───── The input ─────

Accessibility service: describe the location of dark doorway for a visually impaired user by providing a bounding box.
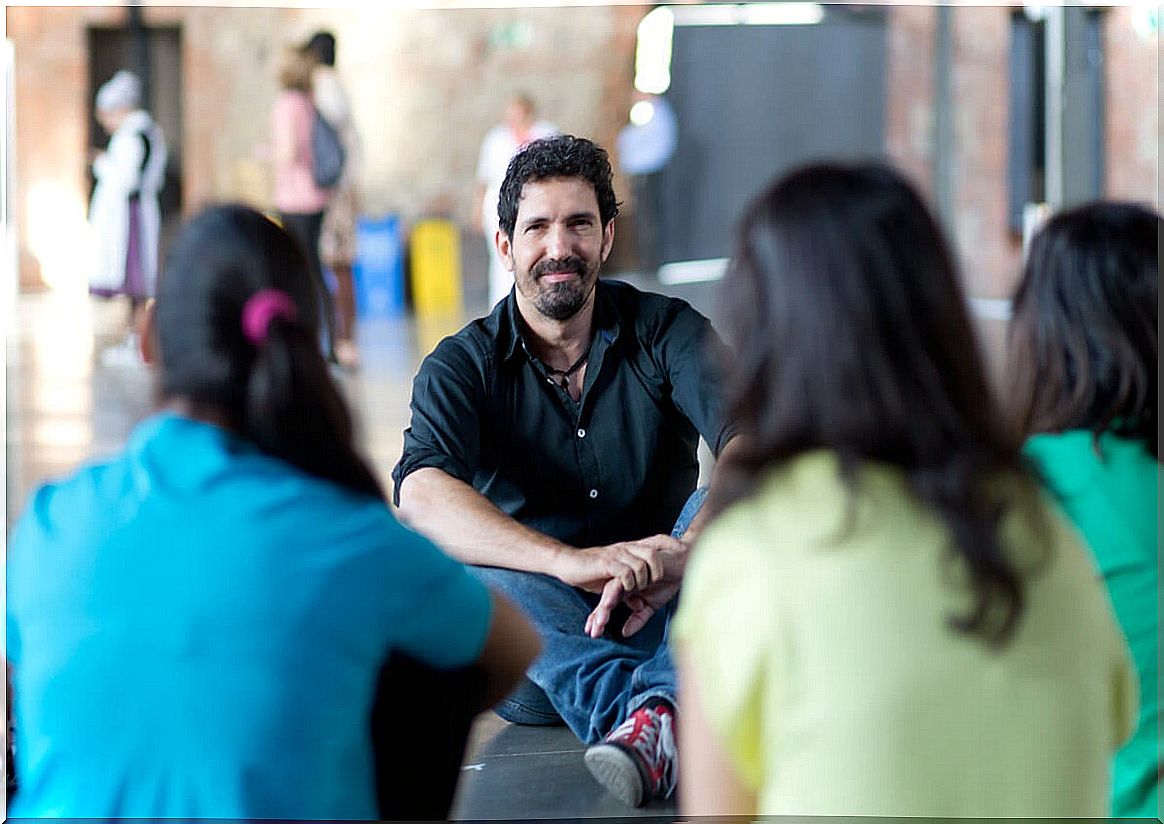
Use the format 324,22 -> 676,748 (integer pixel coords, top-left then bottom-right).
660,6 -> 886,263
86,26 -> 183,257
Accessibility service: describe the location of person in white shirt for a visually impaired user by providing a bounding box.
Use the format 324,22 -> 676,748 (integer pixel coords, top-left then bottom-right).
88,70 -> 168,365
473,93 -> 558,306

─────

**Written exercise:**
Please output all the records above as a two-column CSV with the headers input and output, one row per record, with its text under input and its answer under output. Put each field in quotes, turn line breaks into spaces, and leave the pictures out.

**Correct output:**
input,output
"Accessibility service: describe the location of dark doorway for a visually impaired user by providing a bounding box. Use the format 324,22 -> 676,748 (integer pixel coords, top-left then bottom-right).","660,6 -> 886,263 86,26 -> 183,257"
"Accessibility service: describe the location of person in white shirt for a visually impaired user by providing a bounding box. Use the format 324,22 -> 676,748 (integer pixel coords, top-left then bottom-right).","88,70 -> 168,365 473,93 -> 558,306"